> [YOUR OBJECTIVE]:
Rename "ruined wall" to "crumbling wall" everywhere it appears in the items below, and give every line again with nothing else changed.
** Start SUPPLIED RECORDS **
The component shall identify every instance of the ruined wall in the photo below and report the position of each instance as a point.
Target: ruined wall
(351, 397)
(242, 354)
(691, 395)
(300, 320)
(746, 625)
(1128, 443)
** End SUPPLIED RECORDS **
> [WRITTEN ANSWER]:
The component shall identify every instance of the crumbling wall in the photo below and report the position of each instance as a point.
Target: crumbling wall
(351, 397)
(242, 354)
(691, 395)
(300, 320)
(746, 625)
(1128, 443)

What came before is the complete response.